> [YOUR OBJECTIVE]: Rescale part of the items below: begin at the line that contains "Q: Identify a point on each instance of the green onion" and stop after the line that contains "335), (236, 129)]", reproducing only those lines with their requests. Multiply every point coordinate in the answers by 2.25 and round each result to a whole number, with halves rounded up.

Saved entries:
● ● ●
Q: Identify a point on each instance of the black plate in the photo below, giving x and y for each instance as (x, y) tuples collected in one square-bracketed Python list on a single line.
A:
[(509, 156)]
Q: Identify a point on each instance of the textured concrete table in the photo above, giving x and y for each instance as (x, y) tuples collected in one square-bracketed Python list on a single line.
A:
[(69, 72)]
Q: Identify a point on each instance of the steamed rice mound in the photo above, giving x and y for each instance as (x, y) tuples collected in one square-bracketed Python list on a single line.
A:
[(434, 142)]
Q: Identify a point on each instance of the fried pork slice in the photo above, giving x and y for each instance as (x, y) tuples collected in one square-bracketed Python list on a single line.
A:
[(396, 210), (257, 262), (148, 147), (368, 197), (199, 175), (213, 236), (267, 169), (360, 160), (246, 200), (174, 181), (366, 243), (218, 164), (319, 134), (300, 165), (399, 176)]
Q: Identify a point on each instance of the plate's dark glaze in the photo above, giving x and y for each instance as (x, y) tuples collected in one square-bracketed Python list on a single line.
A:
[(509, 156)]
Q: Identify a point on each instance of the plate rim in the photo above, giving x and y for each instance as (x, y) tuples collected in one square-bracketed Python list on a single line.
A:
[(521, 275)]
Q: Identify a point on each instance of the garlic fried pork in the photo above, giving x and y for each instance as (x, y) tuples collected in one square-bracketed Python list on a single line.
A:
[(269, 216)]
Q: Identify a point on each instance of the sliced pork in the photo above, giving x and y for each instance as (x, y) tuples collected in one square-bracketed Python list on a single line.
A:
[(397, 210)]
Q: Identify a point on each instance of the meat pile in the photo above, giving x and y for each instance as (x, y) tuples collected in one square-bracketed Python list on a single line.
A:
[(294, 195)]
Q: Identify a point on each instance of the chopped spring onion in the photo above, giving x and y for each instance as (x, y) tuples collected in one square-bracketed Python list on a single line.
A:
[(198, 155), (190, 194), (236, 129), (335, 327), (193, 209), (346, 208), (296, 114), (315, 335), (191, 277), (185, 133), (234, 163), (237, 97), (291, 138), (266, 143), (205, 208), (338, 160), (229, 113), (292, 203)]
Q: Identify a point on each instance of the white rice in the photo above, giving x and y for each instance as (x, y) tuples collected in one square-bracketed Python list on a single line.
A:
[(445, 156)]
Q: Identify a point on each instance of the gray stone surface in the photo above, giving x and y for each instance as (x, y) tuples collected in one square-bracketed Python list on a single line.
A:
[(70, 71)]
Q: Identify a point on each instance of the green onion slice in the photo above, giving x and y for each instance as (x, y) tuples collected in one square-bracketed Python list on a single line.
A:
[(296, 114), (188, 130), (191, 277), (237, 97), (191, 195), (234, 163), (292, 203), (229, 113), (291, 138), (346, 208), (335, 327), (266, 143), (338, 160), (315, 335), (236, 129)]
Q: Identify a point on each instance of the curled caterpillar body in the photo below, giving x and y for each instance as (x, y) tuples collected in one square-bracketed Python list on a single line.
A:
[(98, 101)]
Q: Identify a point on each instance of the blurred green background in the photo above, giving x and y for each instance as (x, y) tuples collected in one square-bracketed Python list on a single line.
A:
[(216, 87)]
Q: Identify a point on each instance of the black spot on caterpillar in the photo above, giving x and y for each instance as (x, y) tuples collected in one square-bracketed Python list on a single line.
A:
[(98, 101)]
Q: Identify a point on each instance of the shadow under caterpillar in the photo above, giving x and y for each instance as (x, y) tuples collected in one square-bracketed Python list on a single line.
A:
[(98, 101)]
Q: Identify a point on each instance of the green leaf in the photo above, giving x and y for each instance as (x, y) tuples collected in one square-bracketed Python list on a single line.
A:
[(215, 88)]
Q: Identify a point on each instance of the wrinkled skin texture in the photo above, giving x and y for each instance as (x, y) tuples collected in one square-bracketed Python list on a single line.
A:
● ● ●
> [COMPLETED EXERCISE]:
Q: Identify a point on each instance of the green onion slice in the photo above, giving x and y for each instance as (x, y) tuples collected in one square-bracketed Python list on a single line.
A:
[(666, 257), (423, 293), (430, 623), (533, 218), (430, 439), (527, 367), (657, 457), (515, 254), (655, 311), (779, 468), (754, 736), (599, 322), (761, 360), (709, 754), (531, 290)]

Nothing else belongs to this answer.